[Named-object pointing records]
---+---
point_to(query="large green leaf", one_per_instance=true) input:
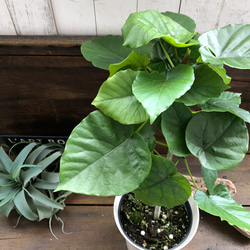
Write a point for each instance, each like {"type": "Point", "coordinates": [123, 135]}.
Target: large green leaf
{"type": "Point", "coordinates": [115, 99]}
{"type": "Point", "coordinates": [157, 91]}
{"type": "Point", "coordinates": [209, 177]}
{"type": "Point", "coordinates": [5, 161]}
{"type": "Point", "coordinates": [224, 207]}
{"type": "Point", "coordinates": [142, 27]}
{"type": "Point", "coordinates": [163, 186]}
{"type": "Point", "coordinates": [103, 157]}
{"type": "Point", "coordinates": [23, 207]}
{"type": "Point", "coordinates": [134, 61]}
{"type": "Point", "coordinates": [185, 21]}
{"type": "Point", "coordinates": [219, 140]}
{"type": "Point", "coordinates": [228, 45]}
{"type": "Point", "coordinates": [174, 123]}
{"type": "Point", "coordinates": [227, 101]}
{"type": "Point", "coordinates": [207, 84]}
{"type": "Point", "coordinates": [106, 50]}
---+---
Instructions for the task: Rescale the records by rewriting every line above, requests included, with each coordinate in the answers multiplied by 2.15 and rounded to a whole number, halves rounded up. Leave the numbers in the requests and their format samples unchanged, and omit the pictures from your answer.

Solution for this problem:
point_to(query="large green leaf", one_per_instance=true) input:
Write a point for each instance, each like {"type": "Point", "coordinates": [123, 135]}.
Target: large green leaf
{"type": "Point", "coordinates": [247, 213]}
{"type": "Point", "coordinates": [338, 196]}
{"type": "Point", "coordinates": [449, 381]}
{"type": "Point", "coordinates": [11, 346]}
{"type": "Point", "coordinates": [482, 445]}
{"type": "Point", "coordinates": [305, 58]}
{"type": "Point", "coordinates": [350, 400]}
{"type": "Point", "coordinates": [221, 338]}
{"type": "Point", "coordinates": [49, 445]}
{"type": "Point", "coordinates": [288, 131]}
{"type": "Point", "coordinates": [398, 45]}
{"type": "Point", "coordinates": [471, 301]}
{"type": "Point", "coordinates": [490, 97]}
{"type": "Point", "coordinates": [374, 264]}
{"type": "Point", "coordinates": [488, 217]}
{"type": "Point", "coordinates": [445, 181]}
{"type": "Point", "coordinates": [228, 108]}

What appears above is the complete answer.